*ACTIVITY LIST*
**1)** In the piece about the writer's late father, rewrite the stretch from "These days, when" through "been a year and some change.", replacing "dad" with "my father".
**2)** In the piece about the writer's late father, what song did Vince Gill and Patty Loveless sing at George Jones' funeral?
**3)** Write the next part of the piece about the writer's late father, picking up after its final sentence.

*TEXT PASSAGE*
──────

A Year and Some Change

Today was a great day. I purposely eliminated everything from my schedule. I needed a day open. A day free of obligations. No social events, no phone calls or emails, no tasks that required doing – just me, myself, and I. Only, I haven’t been alone.

A few minutes ago, I watched Vince Gill and Patty Loveless sing, “Go Rest High on That Mountain,” at George Jones’ funeral. I do this every so often – when I need to feel a little more…and to cry. Sometimes we need to cry, don’t we? But I’ll warn you. If you haven’t seen that tribute and you’re curious, make sure you’re ready for what’s coming because it will break you if you’re not careful. It’s beautiful but achingly sad.

These days, when I watch that video, all I can think about is dad. To be honest, I always thought of dad when that song came on. I don’t know why. Or maybe I do. But that’s between me and dad.

And today, I realized, it’s been a year and some change.

It’s been a year and just over six months to be exact, since he left us. A year and six months of holidays, birthdays, job changes, moves, divorces, and…of course…weddings.

A year and some change.

On it’s face, it means what it says. It’s been a year and a little time since he’s been gone. But I thought about it some more. It’s been a year and…dramatic change. Change that I wish I could share with him. Change that I know he can see but still wish he could experience. I have moved back to Texas and I’m patiently waiting for hubby to get here with me but what wouldn’t I give to fill some of my time here back in Texas with dad. I want to meet up with him for lunch, call him on a random Tuesday night, get the wiener dogs together for a play date. I want to but I can’t because it’s been…

…a year and some change.

I want him to know that I’m at peace. That I’m happy and loved and fulfilled. That there have been stressful times but that those times led to opportunity I didn’t know still existed. I want him to get to know my husband and what a wonderful choice I made and what a fabulous life we have in store for us.

People say, “He’s still with you,” and “He’s watching over you.” I believe that. I do. But it doesn’t always help. I can’t dial his number anymore because I’m afraid someone will answer that’s not him but I’ll never forget those 10 digits. There’s only one other number that I’ve know by heart for about 20 years and the owner of that number knows who she is. I can still call her, thank God.

──────

*DATA RECORDS*
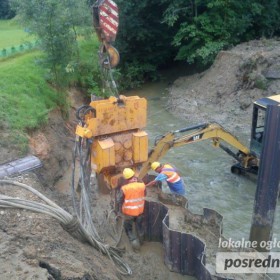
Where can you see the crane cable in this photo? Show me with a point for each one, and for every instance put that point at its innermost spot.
(72, 224)
(106, 71)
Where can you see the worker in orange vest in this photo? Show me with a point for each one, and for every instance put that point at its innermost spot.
(132, 198)
(170, 175)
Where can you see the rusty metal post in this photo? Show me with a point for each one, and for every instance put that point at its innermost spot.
(268, 181)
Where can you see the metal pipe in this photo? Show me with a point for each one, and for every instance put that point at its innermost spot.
(268, 180)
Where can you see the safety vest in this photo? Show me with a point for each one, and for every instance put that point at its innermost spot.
(134, 199)
(170, 172)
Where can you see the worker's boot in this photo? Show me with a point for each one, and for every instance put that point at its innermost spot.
(131, 236)
(140, 228)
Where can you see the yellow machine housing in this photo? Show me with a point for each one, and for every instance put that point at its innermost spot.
(119, 141)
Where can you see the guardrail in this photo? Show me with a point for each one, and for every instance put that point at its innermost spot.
(5, 52)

──────

*RESPONSES IN ORDER*
**1)**
These days, when I watch that video, all I can think about is my father. To be honest, I always thought of my father when that song came on. I don’t know why. Or maybe I do. But that’s between me and my father.

And today, I realized, it’s been a year and some change.

**2)** "Go Rest High on That Mountain."

**3)**
But I miss my dad and Father’s Day is hard. January 6th will forever be hard as well. As will a particular day in October. And all the random times in between when I just wish I had more time with him. I am not bitter when I see the aisle full of father’s day cards at Target and I don’t begrudge ANYONE who will get to spend tomorrow with their dad. I just happen to want to spend tomorrow with mine too and I can’t because it’s been…

…a year and some change.

Time passes though, doesn’t it? We get wrinkles and saggy skin where we didn’t even know we had enough skin to sag. Hearing or eyesight fails. Memory fades. But we are lucky to be here. I feel lucky. Every day. So, if your dad is still with you, hug him tight. And if he’s not, know you’re not alone. Not just because he’s watching over you but because there’s a whole world of people who feel the way you feel. And I’m sure you would tell me, if it’s been a while since you lost your dad, that it doesn’t get much easier. That the hurt and the missing stay. Eighteen months is a long time in some ways but it’s also a blink of an eye. I suppose that’s true of all the days that pass. Before we know it, it’s been 10 years and then 20.

Be mindful of that time, friends. Don’t wait. I am not going to expand on that. But, trust me. Don’t wait. The time to live and love with your whole soul is now. There isn’t a better time. There will never be a better time. Hug hard. Love deeply. Laugh until it hurts. And for goodness sake, take your dad out to lunch tomorrow. Sit down with him and ask him about his life.

Because you never know. In eighteen months you could sit down and start writing the title, “A Year and Some Change.”

Hugs, love and Happy Father’s Day!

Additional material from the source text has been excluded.